── Статья ──

Дело в том, что в голодном 1921 году большевика Михаила Андреевича Боброва направили в Тамбовскую губернию – уполномоченным по заготовке продовольствия для московских рабочих. Семья поселилась в селе Островка, в бывшей помещичьей усадьбе, где размещались правление местной сельскохозяйственной коммуны и заготовительная контора. Однажды летом 1922 года Бобров уехал по делам в уездный центр Сасово. Как раз в этот день на Островку налетела одна из банд атамана Антонова.

Волна всадников в невообразимо пестрых одеяниях и головных уборах – от фуражки до чалмы – внезапно накатилась на село. В одной из тачанок на богатых коврах сидела – нога на ногу – женщина в военном кителе, она и повелевала. Этот разбойный сброд сразу ринулся к помещичьей усадьбе.

Было время обеда. На первом этаже в своей комнатке пили чай бухгалтер с женой – их застрелили прямо через окно. Денежные купюры в то инфляционное время обесценились донельзя, счет шел) на миллионы, поэтому в конторе стояли не сейфы, а большие книжные шкафы, туго набитые тысячами ассигнаций, – для расплаты с крестьянами за продовольствие. Добыча показалась бандитам крупной: они мешками таскали деньги в тачанки.

───

Задание:
Верни статью о налете антоновской банды на село Островка целиком, не меняя в ней ни одного знака. Записи, идущие дальше, к статье никакого отношения не имеют.

── Исходные записи ──

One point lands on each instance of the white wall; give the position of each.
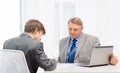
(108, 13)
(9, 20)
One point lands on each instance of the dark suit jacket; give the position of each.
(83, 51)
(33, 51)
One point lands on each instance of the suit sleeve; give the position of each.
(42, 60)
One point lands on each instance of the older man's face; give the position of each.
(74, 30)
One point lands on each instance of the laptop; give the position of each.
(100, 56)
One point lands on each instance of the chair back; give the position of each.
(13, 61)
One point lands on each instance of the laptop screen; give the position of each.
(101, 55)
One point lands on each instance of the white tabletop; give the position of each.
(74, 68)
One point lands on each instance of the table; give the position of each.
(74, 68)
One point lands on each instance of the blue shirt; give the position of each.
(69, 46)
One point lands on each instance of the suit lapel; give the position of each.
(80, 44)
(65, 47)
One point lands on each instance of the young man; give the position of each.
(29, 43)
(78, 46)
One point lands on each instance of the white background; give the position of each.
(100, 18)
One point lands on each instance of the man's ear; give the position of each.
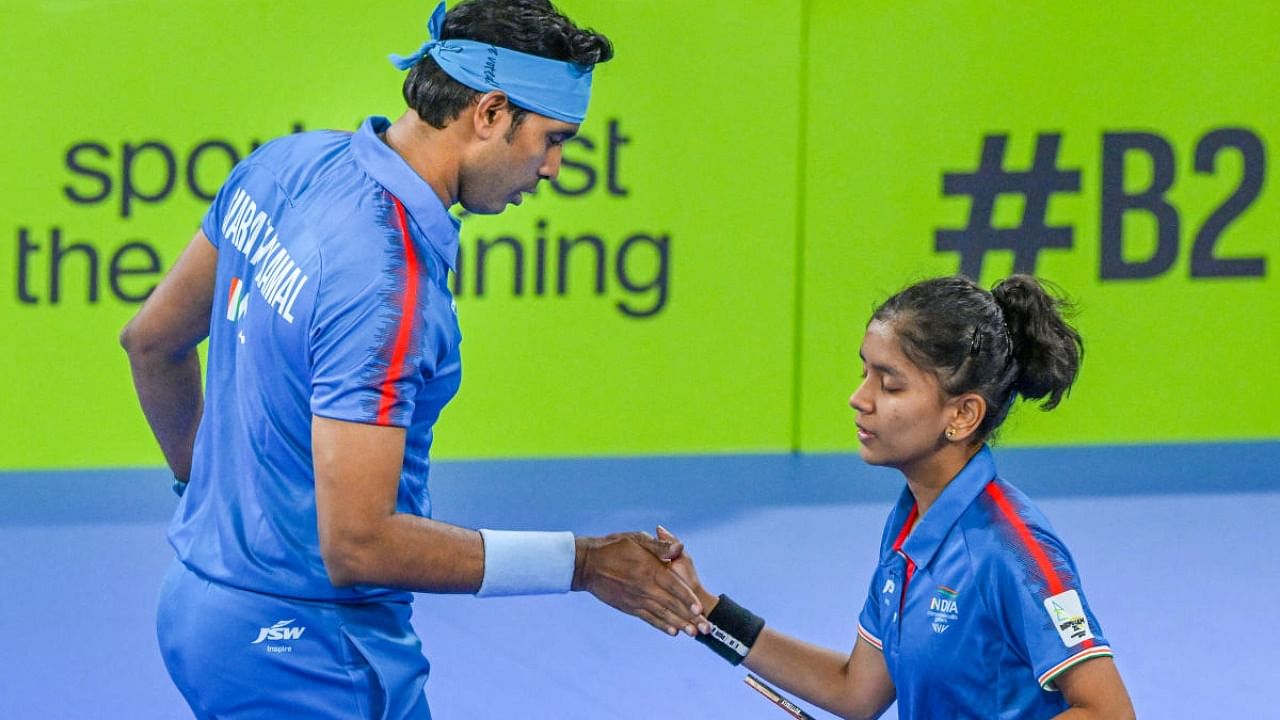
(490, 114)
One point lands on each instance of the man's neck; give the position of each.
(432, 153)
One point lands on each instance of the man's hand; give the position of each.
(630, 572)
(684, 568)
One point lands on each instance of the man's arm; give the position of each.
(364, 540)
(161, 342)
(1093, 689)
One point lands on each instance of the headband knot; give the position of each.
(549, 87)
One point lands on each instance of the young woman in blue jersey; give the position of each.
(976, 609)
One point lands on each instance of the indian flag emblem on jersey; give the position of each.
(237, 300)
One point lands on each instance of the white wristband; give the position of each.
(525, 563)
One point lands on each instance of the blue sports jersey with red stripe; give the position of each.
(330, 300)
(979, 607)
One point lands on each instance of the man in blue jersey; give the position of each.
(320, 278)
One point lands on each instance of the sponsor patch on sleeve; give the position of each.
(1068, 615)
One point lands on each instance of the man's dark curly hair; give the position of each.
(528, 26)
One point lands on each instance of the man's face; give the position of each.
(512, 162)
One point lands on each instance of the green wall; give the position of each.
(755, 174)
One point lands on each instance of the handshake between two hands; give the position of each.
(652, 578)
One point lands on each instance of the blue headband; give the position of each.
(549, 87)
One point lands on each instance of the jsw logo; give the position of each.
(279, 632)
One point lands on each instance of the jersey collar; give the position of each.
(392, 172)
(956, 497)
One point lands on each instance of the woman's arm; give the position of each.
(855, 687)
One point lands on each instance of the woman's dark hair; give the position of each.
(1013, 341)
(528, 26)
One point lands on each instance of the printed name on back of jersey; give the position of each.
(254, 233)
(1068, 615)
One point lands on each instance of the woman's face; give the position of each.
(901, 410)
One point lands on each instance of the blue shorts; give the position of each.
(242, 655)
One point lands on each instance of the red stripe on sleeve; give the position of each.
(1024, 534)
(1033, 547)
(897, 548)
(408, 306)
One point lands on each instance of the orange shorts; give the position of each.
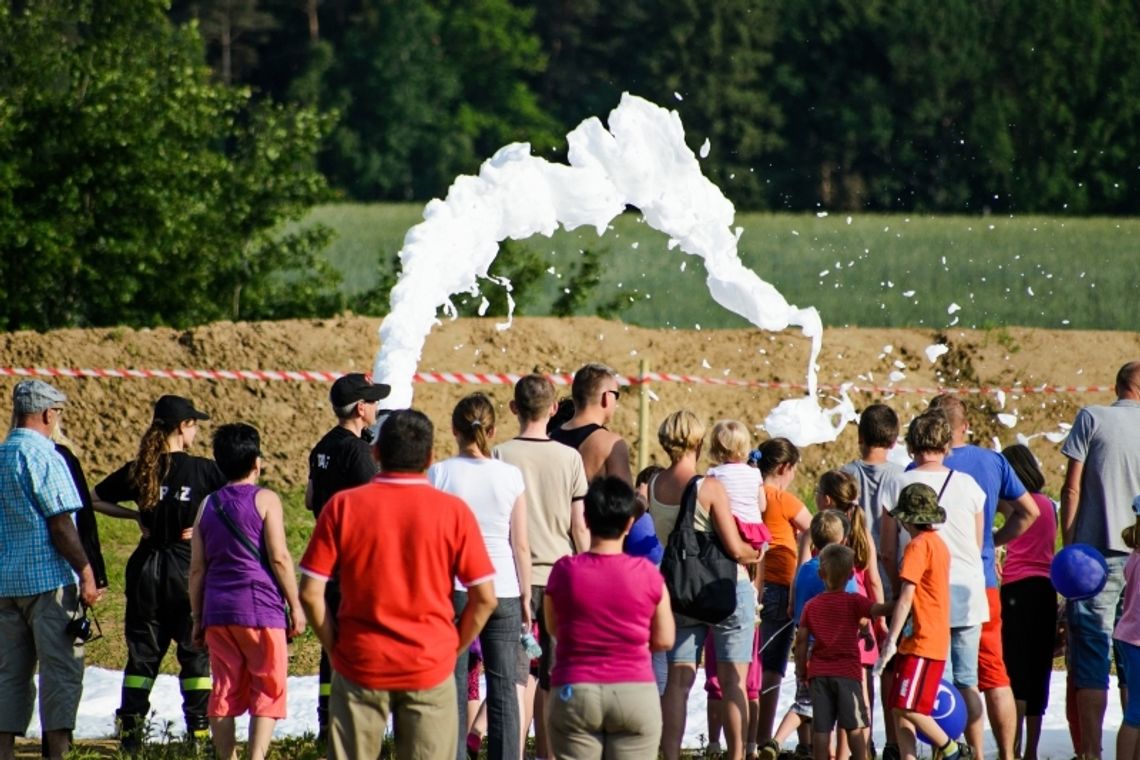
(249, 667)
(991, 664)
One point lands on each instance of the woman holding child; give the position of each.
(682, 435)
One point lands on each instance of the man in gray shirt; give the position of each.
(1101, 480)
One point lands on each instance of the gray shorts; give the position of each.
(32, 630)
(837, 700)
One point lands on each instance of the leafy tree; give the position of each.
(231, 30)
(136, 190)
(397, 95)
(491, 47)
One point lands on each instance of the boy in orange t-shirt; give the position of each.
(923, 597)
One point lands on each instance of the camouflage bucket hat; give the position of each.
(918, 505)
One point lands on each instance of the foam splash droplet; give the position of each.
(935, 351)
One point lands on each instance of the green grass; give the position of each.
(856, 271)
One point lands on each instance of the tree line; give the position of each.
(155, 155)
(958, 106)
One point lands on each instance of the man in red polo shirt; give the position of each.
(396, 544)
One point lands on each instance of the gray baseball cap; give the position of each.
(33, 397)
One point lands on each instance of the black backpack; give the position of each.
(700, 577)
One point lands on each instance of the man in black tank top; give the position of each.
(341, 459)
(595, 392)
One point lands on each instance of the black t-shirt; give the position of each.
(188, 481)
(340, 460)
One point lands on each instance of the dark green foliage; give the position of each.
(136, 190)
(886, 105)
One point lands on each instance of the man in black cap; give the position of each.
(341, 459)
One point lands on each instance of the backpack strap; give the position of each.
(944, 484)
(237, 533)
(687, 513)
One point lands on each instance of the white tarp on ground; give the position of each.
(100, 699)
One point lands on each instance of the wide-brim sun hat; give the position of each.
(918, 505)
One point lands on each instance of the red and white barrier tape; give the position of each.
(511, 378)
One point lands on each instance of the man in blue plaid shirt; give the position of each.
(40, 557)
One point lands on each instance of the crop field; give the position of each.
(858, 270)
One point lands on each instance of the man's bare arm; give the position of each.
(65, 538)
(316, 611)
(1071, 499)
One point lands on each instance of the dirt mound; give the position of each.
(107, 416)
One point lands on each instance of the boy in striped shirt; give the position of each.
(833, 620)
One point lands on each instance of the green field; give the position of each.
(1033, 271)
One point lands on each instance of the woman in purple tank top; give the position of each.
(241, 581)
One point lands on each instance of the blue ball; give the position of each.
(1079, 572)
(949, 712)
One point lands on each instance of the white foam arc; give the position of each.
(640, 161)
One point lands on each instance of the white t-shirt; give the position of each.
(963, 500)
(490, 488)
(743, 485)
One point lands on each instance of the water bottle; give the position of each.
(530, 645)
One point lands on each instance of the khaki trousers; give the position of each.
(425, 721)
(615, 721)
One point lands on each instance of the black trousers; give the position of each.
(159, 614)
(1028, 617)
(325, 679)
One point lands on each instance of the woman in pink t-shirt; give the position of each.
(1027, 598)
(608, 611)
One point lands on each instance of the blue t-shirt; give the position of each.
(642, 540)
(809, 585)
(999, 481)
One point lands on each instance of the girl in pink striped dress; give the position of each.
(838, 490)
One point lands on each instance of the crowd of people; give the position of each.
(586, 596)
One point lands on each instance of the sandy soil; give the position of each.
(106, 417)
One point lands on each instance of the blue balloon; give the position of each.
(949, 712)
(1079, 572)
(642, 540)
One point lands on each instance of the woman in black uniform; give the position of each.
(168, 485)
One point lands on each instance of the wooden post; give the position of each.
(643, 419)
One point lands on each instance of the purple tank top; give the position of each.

───

Результат:
Дело в том, что в голодном 1921 году большевика Михаила Андреевича Боброва направили в Тамбовскую губернию – уполномоченным по заготовке продовольствия для московских рабочих. Семья поселилась в селе Островка, в бывшей помещичьей усадьбе, где размещались правление местной сельскохозяйственной коммуны и заготовительная контора. Однажды летом 1922 года Бобров уехал по делам в уездный центр Сасово. Как раз в этот день на Островку налетела одна из банд атамана Антонова.

Волна всадников в невообразимо пестрых одеяниях и головных уборах – от фуражки до чалмы – внезапно накатилась на село. В одной из тачанок на богатых коврах сидела – нога на ногу – женщина в военном кителе, она и повелевала. Этот разбойный сброд сразу ринулся к помещичьей усадьбе.

Было время обеда. На первом этаже в своей комнатке пили чай бухгалтер с женой – их застрелили прямо через окно. Денежные купюры в то инфляционное время обесценились донельзя, счет шел) на миллионы, поэтому в конторе стояли не сейфы, а большие книжные шкафы, туго набитые тысячами ассигнаций, – для расплаты с крестьянами за продовольствие. Добыча показалась бандитам крупной: они мешками таскали деньги в тачанки.